━━━━━ TEXT UNDER STUDY
# Paint estimates??



## mbergin (Jun 19, 2012)

Hi All,

Posting this for my bro who's got a 68 GTO he looking to get painted. Some minor surface rust on the hood and trunk, quarters, fenders, trunk, frame and floorpans solid. Is it normal for a body shop to only quote time plus materials without a ballpark of cost? 

Any help most appreciated. Thanks.


----------



## BearGFR (Aug 25, 2008)

I don't know what's normal, but I can tell you as having painted my own car - that the vast majority of the cost involved is just sheer time/labor. Spraying the material is the quickest and easiest part of the whole job.

Bear


----------



## mbergin (Jun 19, 2012)

Thanks Bear. I get nervous as the guy chose will not provide any numbers or timeframe. I had an old car painted years ago and it was a 3300 quote and done for that price ( as I said, years ago ). Seems like a reputable shop but I'd hate to see my bro into this way over his head.


----------



## Rukee (Feb 8, 2007)

A friend of mine had a `66 done, granted there was a lot of repair that needed to be done (floors, trunk pan, rear quarters), but he spent $30,000.00. And it looks like it too.


----------



## mbergin (Jun 19, 2012)
━━━━━━━━━━
━━━━━ DATA SECTION
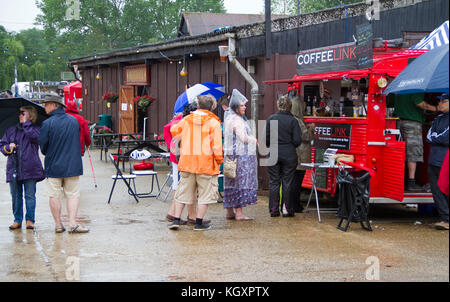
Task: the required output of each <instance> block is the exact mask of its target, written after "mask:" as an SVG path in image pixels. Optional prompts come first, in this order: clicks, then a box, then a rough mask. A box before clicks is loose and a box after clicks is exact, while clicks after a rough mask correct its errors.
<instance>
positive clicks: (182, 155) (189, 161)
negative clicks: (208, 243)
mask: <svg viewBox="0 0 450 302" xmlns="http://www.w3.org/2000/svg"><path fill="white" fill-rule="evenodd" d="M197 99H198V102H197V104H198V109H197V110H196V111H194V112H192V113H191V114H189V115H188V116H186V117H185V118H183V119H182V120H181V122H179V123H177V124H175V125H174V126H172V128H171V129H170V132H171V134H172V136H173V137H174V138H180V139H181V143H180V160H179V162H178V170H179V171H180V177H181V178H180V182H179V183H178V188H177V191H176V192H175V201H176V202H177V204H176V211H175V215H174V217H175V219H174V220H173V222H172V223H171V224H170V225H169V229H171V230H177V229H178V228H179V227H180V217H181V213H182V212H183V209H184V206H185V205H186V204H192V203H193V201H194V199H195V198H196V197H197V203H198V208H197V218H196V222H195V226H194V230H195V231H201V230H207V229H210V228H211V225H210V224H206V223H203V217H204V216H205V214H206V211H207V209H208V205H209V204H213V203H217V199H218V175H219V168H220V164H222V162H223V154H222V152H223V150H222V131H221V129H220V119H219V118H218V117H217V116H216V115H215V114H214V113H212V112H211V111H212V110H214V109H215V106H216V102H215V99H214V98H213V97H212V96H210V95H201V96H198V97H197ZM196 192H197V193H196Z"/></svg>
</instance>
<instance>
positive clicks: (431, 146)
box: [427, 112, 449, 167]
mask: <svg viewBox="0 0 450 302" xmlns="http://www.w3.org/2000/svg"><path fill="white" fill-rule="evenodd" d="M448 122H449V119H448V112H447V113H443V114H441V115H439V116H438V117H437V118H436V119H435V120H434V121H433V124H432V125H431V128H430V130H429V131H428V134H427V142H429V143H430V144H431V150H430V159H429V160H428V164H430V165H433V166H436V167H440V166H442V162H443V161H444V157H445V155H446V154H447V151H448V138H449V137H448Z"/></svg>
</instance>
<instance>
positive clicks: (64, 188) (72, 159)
━━━━━━━━━━
━━━━━ DATA SECTION
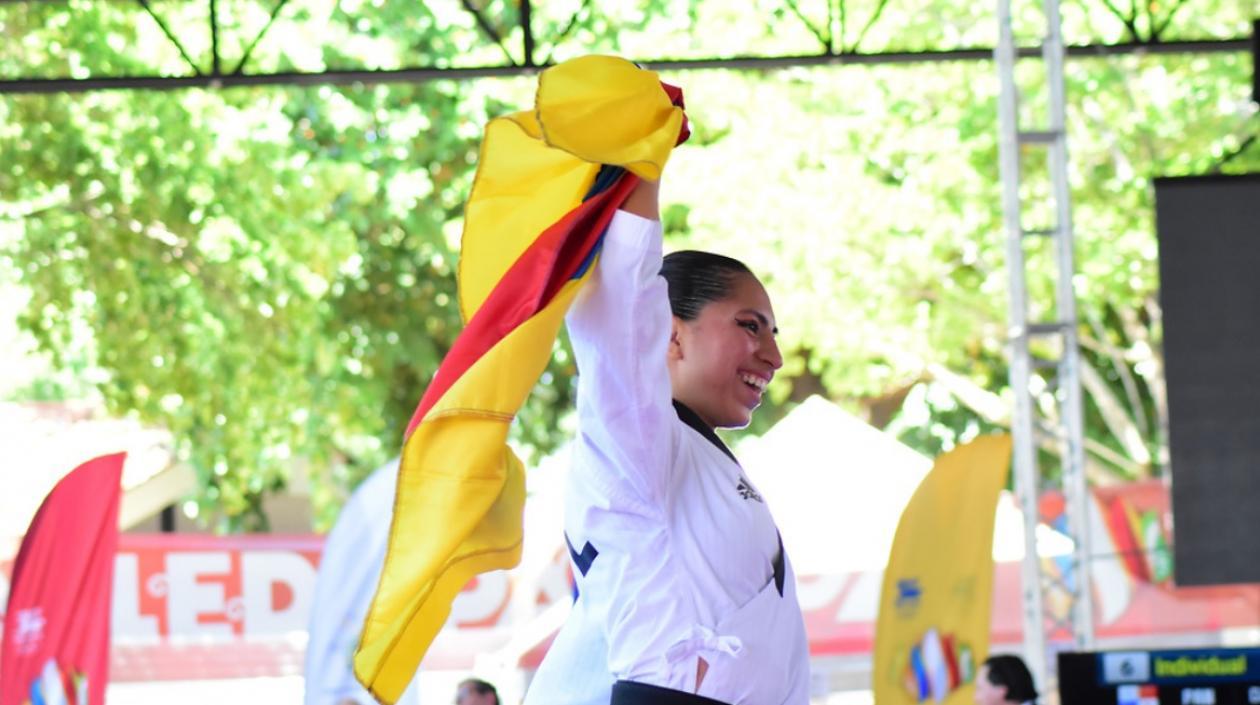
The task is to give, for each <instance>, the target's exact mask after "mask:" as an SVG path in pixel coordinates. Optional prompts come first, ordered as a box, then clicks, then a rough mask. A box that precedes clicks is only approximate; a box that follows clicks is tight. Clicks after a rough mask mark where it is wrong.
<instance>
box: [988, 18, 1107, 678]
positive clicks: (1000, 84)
━━━━━━━━━━
━━━━━ DATA SECTION
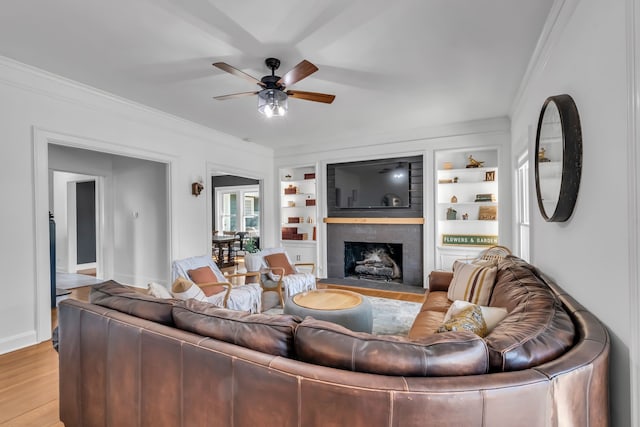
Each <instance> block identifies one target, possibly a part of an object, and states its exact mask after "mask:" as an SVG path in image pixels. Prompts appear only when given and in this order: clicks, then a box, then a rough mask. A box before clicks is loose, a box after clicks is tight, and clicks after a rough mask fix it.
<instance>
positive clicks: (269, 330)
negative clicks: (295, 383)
━━━━━━━━━━
• _ASSIGNED TASK A_:
In the paint estimate thread, why does mbergin feel nervous about the shop his brother chose?
• _ASSIGNED TASK B_:
According to the paint estimate thread, how much did Rukee's friend spend on the `66?
• _ASSIGNED TASK C_:
Continue the paint estimate thread from its final line.

• _YOUR RESPONSE A_:
The shop will not provide any numbers or a timeframe. Although it seems reputable, mbergin worries that his brother could end up way over his head.

• _YOUR RESPONSE B_:
$30,000.00.

• _YOUR RESPONSE C_:
I would think that any good body shop can assess a car and provide a ballpark figure on what the cost would be to repair and paint, of course with the understanding that rust and metal work would increase the cost. We've talked to 4 restorations shops, none would provide an estimate.....time and material only. Which means 15k up to 30k? Not sure if this is common practice.


----------



## 68GTO4004Spd (Jun 19, 2008)

I would say keep looking for another shop. I wouldn't do it if they are not going to commit in writing an estimate or cost and timeline. I know guys who's cars have been at the body shop for 3 years and they still aren't close to being done. If the shop does collision work too, all those jobs go in front of your project.


----------



## TonysGoat (May 16, 2015)

15-30K is a reasonable ballpark assuming no major rust is found & you keep the same color. Check the BBB for any complaints on the shop, make sure they have been doing business as that name for several years (some switch names because of bad reps) and if possible, get a reference or 2 from others who used them.

Keep in mind other costs quickly creep in like door and trunk weather striping, re-chroming trim etc.


----------



## mbergin (Jun 19, 2012)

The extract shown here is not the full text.